▶ **TEXT SECTION**:
That’s the Spirit: South Africa’s vodkas
Image by Pavlofox on Pixabay

This is the tasting that surprises even the tasters, which features quite a lot of vodka really, the Istanbul skyline, little bites and yes, there’s even a bear in the story.

There are piles of awards going to South African gins, I mused, looking at the news screen. What other great South African spirits do we produce? Vodka, perchance? I don’t even really drink the stuff, or much gin for that matter, but I did just happen to know a vodka drinker who didn’t mix the drink and seemed always to be comparing imported vodkas with another vodka drinker. Perfect.

Which is how I came to be sitting in a spring courtyard, surrounded by vines just showing off their first perky lime-green leaves, gazing at a table of vodka bottles, their labels finally revealed. I was sipping a whole-chilli infused vodka from Jorgensens that had not been part of the tasting session, trying to make sense of what we’d just experienced. Was it actually an exercise in how not to conduct a vodka tasting?

▶ **EXERCISE INSTRUCTIONS**:
1. Copy word for word the stretch of the South African vodka text from "That’s the Spirit: South" through "in the story.".
2. Continue the piece on South African vodkas, starting right after its last sentence.

▶ **GIVEN MATERIAL**:

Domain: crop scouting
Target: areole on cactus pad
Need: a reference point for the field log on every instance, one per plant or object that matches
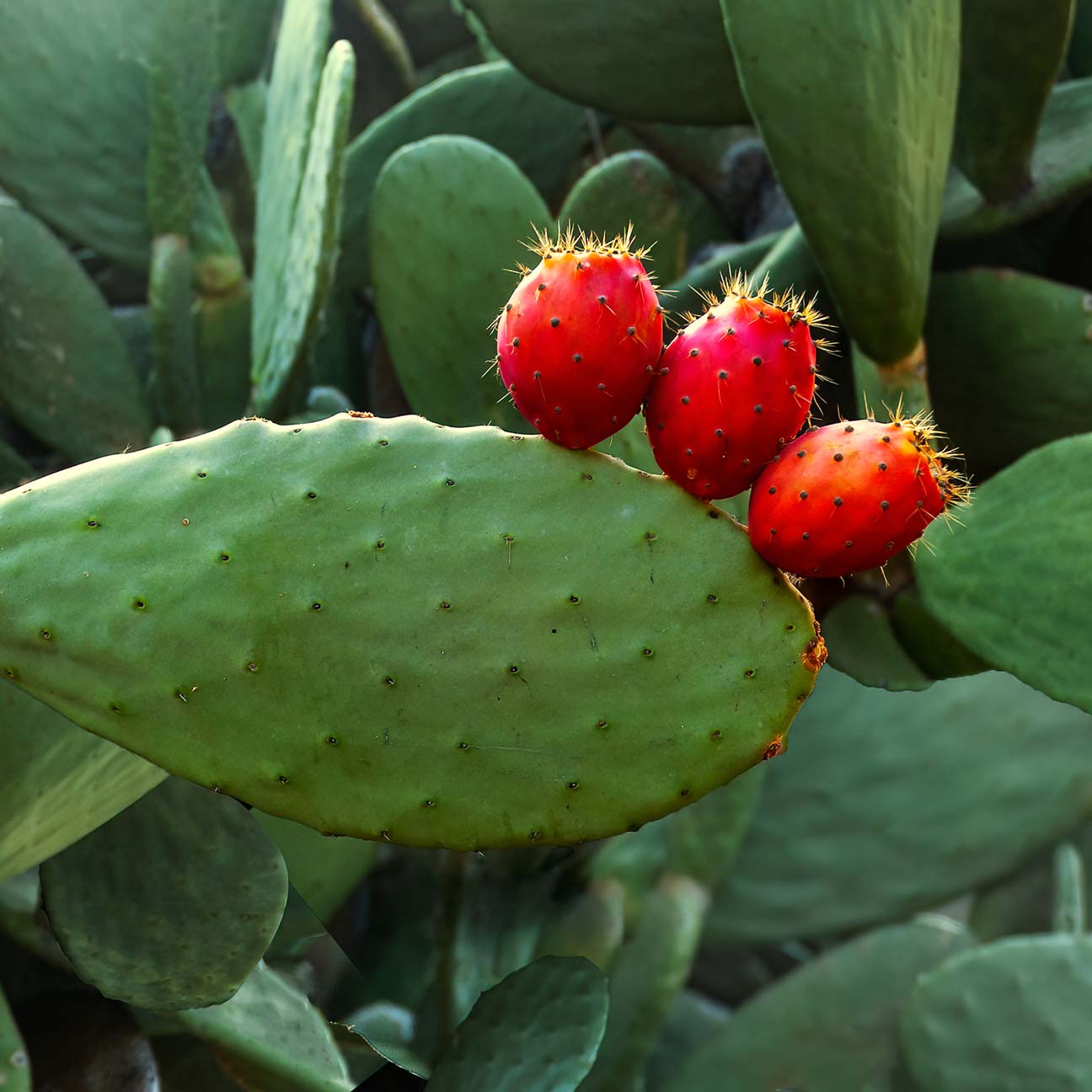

▶ **THE REPLIES**:
1.
That’s the Spirit: South Africa’s vodkas
Image by Pavlofox on Pixabay

This is the tasting that surprises even the tasters, which features quite a lot of vodka really, the Istanbul skyline, little bites and yes, there’s even a bear in the story.

2.
There was a distinct possibility. Good name for a vodka, I thought. Distinct. Or perhaps not. (Possibility?) The stink part may not necessarily work in it its favour.

Aroma was one of the tasting categories. I’d done some research regarding categories for vodka tastings, though even “tasting” is less that than “experiencing”, unlike for wine tastings. I’d also once gleaned vodka tips and information from a Pole, which had initiated some of my curiosity about vodka. He’d surprised me by saying that aroma is one of the most important aspects of vodka drinking, that it could tell you about the vodka’s prime ingredient, that it would be more spicy when rye was the base than it would be for potato mash, not that he was at all scathing about potato mash vodka. However, he had also leeringly told me, “You can only trust a Pole when he’s standing up”.

Vodka pouring image by LiloyanKristina on Pixabay

Between the two tasters of the day, referred to here as the Sipper and the Quaffer (their names revealed, like vodka labels, at the end), the Quaffer claimed he’d never had to worry about aroma in vodka before. He’d dutifully sniffed the first of their five mystery vodkas and said he couldn’t find a damn thing anyway and gave them all a median mark to be “fair”. His vodka expertise is based on how vodka is traditionally drunk, tipped back or quaffed in one go, and what to look for then, like resultant lipfeel.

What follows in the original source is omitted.